**Problem statement**
An exact reproduction of all entries is required.

**Dataset**
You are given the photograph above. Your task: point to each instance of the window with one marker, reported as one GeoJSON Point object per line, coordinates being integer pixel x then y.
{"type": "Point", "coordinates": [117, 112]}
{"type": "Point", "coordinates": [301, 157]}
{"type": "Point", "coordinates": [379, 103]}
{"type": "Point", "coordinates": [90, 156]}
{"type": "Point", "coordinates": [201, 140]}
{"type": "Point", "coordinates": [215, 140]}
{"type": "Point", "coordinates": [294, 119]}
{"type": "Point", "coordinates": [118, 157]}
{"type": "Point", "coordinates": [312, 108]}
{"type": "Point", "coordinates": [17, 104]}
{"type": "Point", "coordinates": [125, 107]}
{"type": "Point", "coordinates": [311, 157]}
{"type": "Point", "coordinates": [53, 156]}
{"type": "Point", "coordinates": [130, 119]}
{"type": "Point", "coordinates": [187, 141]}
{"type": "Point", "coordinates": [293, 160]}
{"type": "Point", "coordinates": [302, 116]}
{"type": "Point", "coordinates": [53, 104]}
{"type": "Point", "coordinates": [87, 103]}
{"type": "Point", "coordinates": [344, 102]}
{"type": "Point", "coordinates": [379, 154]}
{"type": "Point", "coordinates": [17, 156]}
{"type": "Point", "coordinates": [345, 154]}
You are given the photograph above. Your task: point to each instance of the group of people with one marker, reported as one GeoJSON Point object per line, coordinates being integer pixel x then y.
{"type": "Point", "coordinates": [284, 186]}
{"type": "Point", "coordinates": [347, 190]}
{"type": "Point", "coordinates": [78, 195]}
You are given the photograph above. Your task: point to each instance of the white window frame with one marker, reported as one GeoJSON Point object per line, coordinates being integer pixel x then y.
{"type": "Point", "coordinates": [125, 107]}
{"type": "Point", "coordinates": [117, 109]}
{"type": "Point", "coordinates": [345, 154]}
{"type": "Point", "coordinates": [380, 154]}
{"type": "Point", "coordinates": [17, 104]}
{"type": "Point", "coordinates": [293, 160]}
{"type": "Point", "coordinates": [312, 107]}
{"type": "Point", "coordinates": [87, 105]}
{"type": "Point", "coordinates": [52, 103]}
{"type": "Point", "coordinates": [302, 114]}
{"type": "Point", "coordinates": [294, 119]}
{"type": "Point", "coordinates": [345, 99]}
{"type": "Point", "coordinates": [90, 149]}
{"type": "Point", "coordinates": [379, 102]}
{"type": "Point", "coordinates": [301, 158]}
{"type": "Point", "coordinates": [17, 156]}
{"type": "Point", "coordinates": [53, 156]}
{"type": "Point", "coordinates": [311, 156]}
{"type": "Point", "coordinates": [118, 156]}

**Written answer**
You are given the photograph above. Your task: point to each instance of the window with one marker, reported as one GeoJSON Point object per line, coordinates being integer pixel x then y.
{"type": "Point", "coordinates": [117, 112]}
{"type": "Point", "coordinates": [301, 157]}
{"type": "Point", "coordinates": [379, 103]}
{"type": "Point", "coordinates": [90, 156]}
{"type": "Point", "coordinates": [201, 140]}
{"type": "Point", "coordinates": [215, 140]}
{"type": "Point", "coordinates": [294, 119]}
{"type": "Point", "coordinates": [118, 157]}
{"type": "Point", "coordinates": [312, 108]}
{"type": "Point", "coordinates": [17, 104]}
{"type": "Point", "coordinates": [125, 107]}
{"type": "Point", "coordinates": [311, 157]}
{"type": "Point", "coordinates": [53, 156]}
{"type": "Point", "coordinates": [130, 119]}
{"type": "Point", "coordinates": [187, 141]}
{"type": "Point", "coordinates": [293, 160]}
{"type": "Point", "coordinates": [302, 116]}
{"type": "Point", "coordinates": [53, 104]}
{"type": "Point", "coordinates": [87, 103]}
{"type": "Point", "coordinates": [344, 102]}
{"type": "Point", "coordinates": [379, 154]}
{"type": "Point", "coordinates": [17, 156]}
{"type": "Point", "coordinates": [345, 154]}
You are given the photograph above. Your task: point to each instance of the group of people with one marker, reported as one GeoJSON Point object per line, coordinates being integer pixel x then y.
{"type": "Point", "coordinates": [284, 186]}
{"type": "Point", "coordinates": [347, 190]}
{"type": "Point", "coordinates": [78, 195]}
You are given the photograph above. Your task: point to each instance of the white window frame with one marker, reported as one GeoJSON Point object per line, coordinates being integer pixel x then y.
{"type": "Point", "coordinates": [125, 107]}
{"type": "Point", "coordinates": [117, 109]}
{"type": "Point", "coordinates": [345, 154]}
{"type": "Point", "coordinates": [380, 154]}
{"type": "Point", "coordinates": [17, 104]}
{"type": "Point", "coordinates": [293, 160]}
{"type": "Point", "coordinates": [312, 107]}
{"type": "Point", "coordinates": [87, 105]}
{"type": "Point", "coordinates": [52, 103]}
{"type": "Point", "coordinates": [302, 114]}
{"type": "Point", "coordinates": [294, 119]}
{"type": "Point", "coordinates": [345, 99]}
{"type": "Point", "coordinates": [90, 149]}
{"type": "Point", "coordinates": [379, 102]}
{"type": "Point", "coordinates": [301, 158]}
{"type": "Point", "coordinates": [17, 156]}
{"type": "Point", "coordinates": [53, 156]}
{"type": "Point", "coordinates": [311, 156]}
{"type": "Point", "coordinates": [118, 156]}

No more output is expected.